--- Record set ---
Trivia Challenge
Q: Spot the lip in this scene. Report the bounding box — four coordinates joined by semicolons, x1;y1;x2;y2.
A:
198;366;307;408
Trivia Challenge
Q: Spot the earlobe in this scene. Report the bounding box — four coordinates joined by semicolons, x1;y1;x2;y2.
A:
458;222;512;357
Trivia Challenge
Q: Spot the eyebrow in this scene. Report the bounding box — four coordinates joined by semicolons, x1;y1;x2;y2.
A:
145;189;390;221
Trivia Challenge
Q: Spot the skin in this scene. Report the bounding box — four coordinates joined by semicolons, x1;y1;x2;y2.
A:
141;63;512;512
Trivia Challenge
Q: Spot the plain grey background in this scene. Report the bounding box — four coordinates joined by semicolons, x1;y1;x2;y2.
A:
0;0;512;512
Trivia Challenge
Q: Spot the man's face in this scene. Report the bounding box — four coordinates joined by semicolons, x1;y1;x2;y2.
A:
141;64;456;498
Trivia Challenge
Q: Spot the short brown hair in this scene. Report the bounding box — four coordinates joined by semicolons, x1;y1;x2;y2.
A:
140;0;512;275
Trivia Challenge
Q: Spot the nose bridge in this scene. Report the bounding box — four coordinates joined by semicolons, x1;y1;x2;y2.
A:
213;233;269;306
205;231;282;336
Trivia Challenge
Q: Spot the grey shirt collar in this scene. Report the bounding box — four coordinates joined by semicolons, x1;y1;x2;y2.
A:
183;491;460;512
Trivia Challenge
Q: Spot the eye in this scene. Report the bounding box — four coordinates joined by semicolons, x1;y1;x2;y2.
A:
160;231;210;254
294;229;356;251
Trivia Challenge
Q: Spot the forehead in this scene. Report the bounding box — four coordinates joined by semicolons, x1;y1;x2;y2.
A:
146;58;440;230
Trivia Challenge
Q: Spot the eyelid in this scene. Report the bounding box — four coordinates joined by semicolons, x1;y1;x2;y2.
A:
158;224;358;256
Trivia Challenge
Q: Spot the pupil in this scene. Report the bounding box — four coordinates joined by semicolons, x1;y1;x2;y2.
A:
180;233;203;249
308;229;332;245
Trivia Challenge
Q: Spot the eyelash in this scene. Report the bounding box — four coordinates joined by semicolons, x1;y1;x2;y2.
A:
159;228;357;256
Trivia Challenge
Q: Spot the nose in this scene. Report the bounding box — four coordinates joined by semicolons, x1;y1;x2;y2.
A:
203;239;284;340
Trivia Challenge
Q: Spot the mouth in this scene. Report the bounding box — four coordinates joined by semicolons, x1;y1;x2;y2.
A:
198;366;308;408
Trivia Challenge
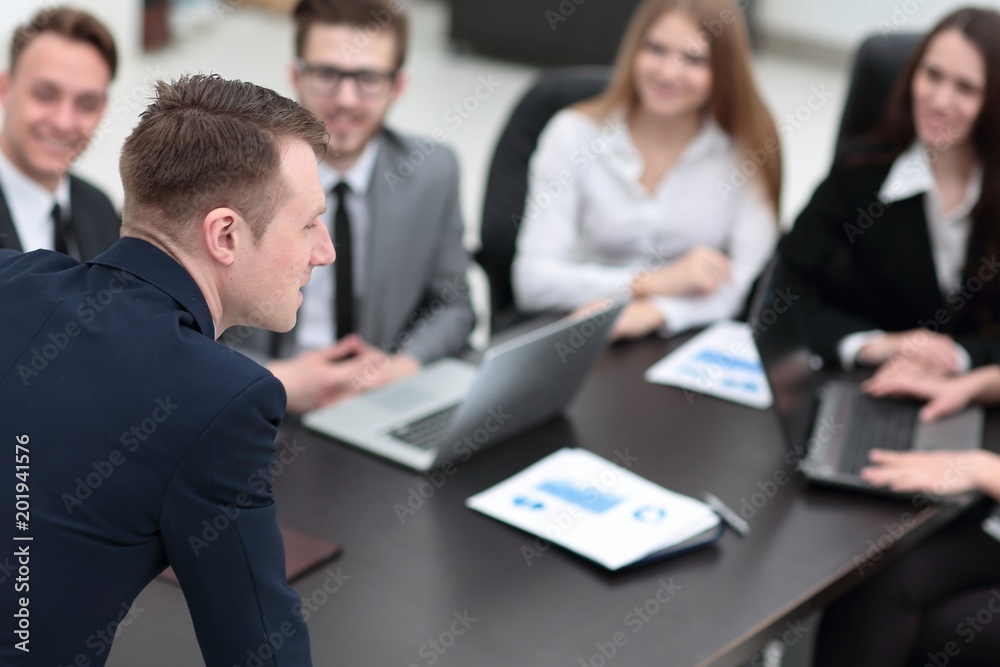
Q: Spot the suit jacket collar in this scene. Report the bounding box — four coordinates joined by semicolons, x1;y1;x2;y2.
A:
0;187;24;252
88;237;216;339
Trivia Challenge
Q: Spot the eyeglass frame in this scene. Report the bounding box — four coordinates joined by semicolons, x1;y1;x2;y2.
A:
295;59;399;100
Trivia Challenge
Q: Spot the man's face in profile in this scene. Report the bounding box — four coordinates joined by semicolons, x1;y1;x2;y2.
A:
292;23;403;169
0;32;111;190
232;141;336;331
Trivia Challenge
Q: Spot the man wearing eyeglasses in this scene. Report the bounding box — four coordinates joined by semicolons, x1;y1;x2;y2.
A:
224;0;474;412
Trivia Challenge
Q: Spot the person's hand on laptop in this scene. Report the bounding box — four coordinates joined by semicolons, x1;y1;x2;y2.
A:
267;335;420;414
632;246;732;298
857;329;961;375
570;299;665;341
267;343;368;414
861;449;1000;496
862;362;1000;422
341;335;420;398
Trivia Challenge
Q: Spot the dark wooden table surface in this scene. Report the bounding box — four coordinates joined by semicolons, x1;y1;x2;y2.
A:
108;339;996;667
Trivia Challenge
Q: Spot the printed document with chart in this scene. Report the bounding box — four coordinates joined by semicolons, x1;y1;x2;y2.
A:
465;448;722;570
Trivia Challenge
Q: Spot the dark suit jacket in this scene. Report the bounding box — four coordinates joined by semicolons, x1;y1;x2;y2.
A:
228;130;475;363
0;238;310;667
776;166;1000;366
0;174;121;261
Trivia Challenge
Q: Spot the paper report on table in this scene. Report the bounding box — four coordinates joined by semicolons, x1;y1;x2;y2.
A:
466;448;721;570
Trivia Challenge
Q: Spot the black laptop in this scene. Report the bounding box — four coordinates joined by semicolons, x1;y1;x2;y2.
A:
750;261;984;493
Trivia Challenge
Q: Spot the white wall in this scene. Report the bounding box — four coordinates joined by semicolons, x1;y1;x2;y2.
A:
755;0;1000;51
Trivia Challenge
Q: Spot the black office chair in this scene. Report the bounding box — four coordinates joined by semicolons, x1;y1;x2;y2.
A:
476;67;610;333
836;34;924;159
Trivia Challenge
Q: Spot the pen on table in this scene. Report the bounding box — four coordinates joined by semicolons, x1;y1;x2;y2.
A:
702;491;750;537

--- Written request ---
Rewrite all of the material above with every "in this scene" changed to "in this image" and nothing else altered. Leave the pictures out of your answer.

--- Output below ---
Trivia Challenge
Q: Spot the lip in this image. Report the bounding box — four coordinates joined by semicolons, x1;y1;x2;y2.
A:
198;366;307;408
Trivia Challenge
Q: Spot the earlobe in this image. Report the bounding box — four coordinates joined by semicolons, x1;y1;x2;y2.
A:
458;222;512;357
Trivia Challenge
Q: Spot the eyebrow in this image. Report the bounding box — four coordinates joined by semicolons, x1;y1;x2;y2.
A:
145;189;390;221
Trivia Challenge
Q: Spot the skin in this image. Report the bounding box — four coordinates joined by semicolons, x1;y1;x2;y2.
A:
141;63;512;512
Trivia Challenge
Q: Spot the plain grey background in this image. Report the bounding box — four coordinates joined by semicolons, x1;y1;x2;y2.
A:
0;0;512;512
Trivia Challenge
Q: Spot the man's face in this image. Report the bounding box — four coordinates joined by semicolons, x1;y1;x2;y2.
A:
141;64;456;498
Trivia Challenge
Q: Spot the short brown hair in this image. Report the bounding box — four coordinates joined by semicolons, x1;y1;x2;y2.
A:
140;0;512;275
Trivia Challenge
Q: Spot the nose bridge in this image. Report the bounding box — four coordinates joined by semicolons, x1;y1;x2;y2.
A:
213;233;269;306
205;231;282;336
Trivia Challenge
Q: Spot the grey shirt collar in this image. Report the bounding box — four coordinates joined by semicolons, x1;y1;x2;y2.
A:
183;491;460;512
Trivia Challenge
Q: Spot the eye in this image. Report the bounding box — four coordinates joined by semicolons, x1;y1;x2;y2.
A:
160;231;210;254
294;229;356;251
Trivia Challenge
Q: Spot the forehead in this image. Report the bounding box — four coordinates joined by semicolons, x1;y1;x2;y2.
A:
146;58;440;230
Trivia Challenge
Q: Spot the eyelid in this image. Report the bounding box — four coordinates joined by semicolons, x1;y1;x2;y2.
A:
158;224;358;256
Trivia Challenge
Q: Spot the pupil in this image. Report the bounding box — four coordinates joined by semicolons, x1;y1;x2;y2.
A:
180;233;203;249
308;229;332;245
Trivia Challenge
Q: Spot the eyelash in this image. Report the bounding box — four coordinates joined by semicolons, x1;y1;x2;y2.
A:
159;228;357;256
Trivia Challenge
Q: Spot the nose in this image. Report the bounding box — four coordinates joined by semicolons, x1;y1;x2;y2.
A:
203;239;284;340
Trivia Challenge
Q: Spot the mouth in this image. Report the bounding box — four coordinates joined by semicolons, x1;y1;x2;y2.
A:
198;366;308;408
Trivia Challenge
Q: Spot the suit jacket collar in this image. Report the bounding box — four coordinates joined by semicolons, x1;y1;x2;y2.
A:
0;187;24;252
88;237;216;339
Trivia Challenge
Q: Spot the eyeglass frame in this image. Report the bounding box — four coordinates joined by semicolons, x1;y1;x2;y2.
A:
295;59;399;100
Trivia Challenge
Q: Spot the man's face in profile in this image. Report the bounding box — four coordinates joined by semicolons, x1;y1;x2;y2.
A:
292;23;403;169
0;32;111;190
232;141;336;331
Trivia Challenge
Q: Spot the man wearing eyeglasses in this image. Report the bounding box — four coordinates joined by semicolons, x1;y1;x2;y2.
A:
224;0;474;412
Trivia Challenge
Q: Spot the person's hand on laptop in this image. Report the bounding box — four coordinates joined by semicolons, x1;y1;x2;y2.
A:
267;335;420;414
632;246;732;298
857;329;961;375
570;299;665;341
267;343;368;414
861;449;1000;496
862;362;1000;422
341;335;420;398
Trivia Challenge
Q: Spot the dark wooden table surface in this image. Report the bounding box — four coordinates joined by semicolons, x1;y1;x2;y2.
A:
108;339;996;667
Trivia Challenge
Q: Spot the printed document with chart in this image. Report the bounding box — four coordinates joined by semicolons, x1;y1;x2;y2.
A:
465;448;722;570
Trivia Challenge
Q: Spot the dark suit jacket in this image. Report the bounding box — four coordinates joined by semicolons, x1;y1;x2;y2.
A:
228;130;475;363
0;238;310;667
776;166;1000;366
0;174;121;261
Trivia Challenge
Q: Spot the paper report on table in this image. Report the bounding box — four coordinates joined by semicolons, x1;y1;x2;y2.
A:
466;448;721;570
Trivia Challenge
Q: Spot the black laptop in this image. Report the bounding box — four coordinates joined by semicolons, x1;y1;x2;y2.
A:
750;261;984;493
Trivia Challenge
Q: Spot the white wall in this image. Report the bounding box — four coordinates joined by semicolons, x1;y1;x2;y2.
A:
755;0;1000;51
Trivia Challenge
Q: Spot the black office chair in this image. Report the bounding box — four coordinates joined by semicolons, x1;y1;x2;y2.
A:
476;67;610;333
836;34;924;159
Trivia Challenge
Q: Spot the pen on table in this image. Report the bounding box — four coordinates joined by semicolons, x1;y1;x2;y2.
A:
702;491;750;537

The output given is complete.